Problem details: Retype the items word for word, everything from the line that contains "Mark every instance of the orange" down to the end of the items, both ends included.

Given information:
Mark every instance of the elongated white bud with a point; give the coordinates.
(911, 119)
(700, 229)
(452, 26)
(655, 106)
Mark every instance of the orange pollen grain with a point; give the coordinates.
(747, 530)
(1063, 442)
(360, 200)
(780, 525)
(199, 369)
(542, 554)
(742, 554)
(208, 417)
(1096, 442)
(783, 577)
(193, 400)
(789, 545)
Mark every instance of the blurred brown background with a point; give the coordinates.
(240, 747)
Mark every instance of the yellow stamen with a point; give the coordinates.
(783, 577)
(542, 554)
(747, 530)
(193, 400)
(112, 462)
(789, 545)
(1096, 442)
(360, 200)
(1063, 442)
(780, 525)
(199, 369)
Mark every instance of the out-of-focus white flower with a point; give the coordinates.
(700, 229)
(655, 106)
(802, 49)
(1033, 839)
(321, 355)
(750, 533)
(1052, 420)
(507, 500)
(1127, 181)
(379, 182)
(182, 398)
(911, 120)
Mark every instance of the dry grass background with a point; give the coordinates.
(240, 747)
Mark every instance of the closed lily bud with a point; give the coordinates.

Correct output:
Mark every instance of the orange pollen grain with a point; give the coordinates.
(747, 530)
(1063, 442)
(360, 200)
(780, 525)
(199, 369)
(542, 554)
(742, 554)
(208, 417)
(1096, 442)
(783, 577)
(193, 400)
(789, 545)
Mark every instance of the blurred brown background with a point; give the coordinates.
(240, 747)
Mark every instance of the yellow stamen with a point; give the coordinates.
(783, 577)
(542, 554)
(747, 530)
(193, 400)
(112, 462)
(789, 545)
(1096, 442)
(360, 200)
(1063, 442)
(780, 525)
(199, 369)
Mark every instance of the out-of-focus white flower with a point; give the coordinates.
(700, 229)
(655, 106)
(802, 49)
(1033, 839)
(321, 355)
(750, 533)
(1052, 420)
(507, 500)
(1127, 181)
(379, 182)
(182, 398)
(911, 120)
Mark every instance of the dry grass background with a point; give the coordinates.
(240, 747)
Mark every instance of the closed lily bud with a point; give the coordinates.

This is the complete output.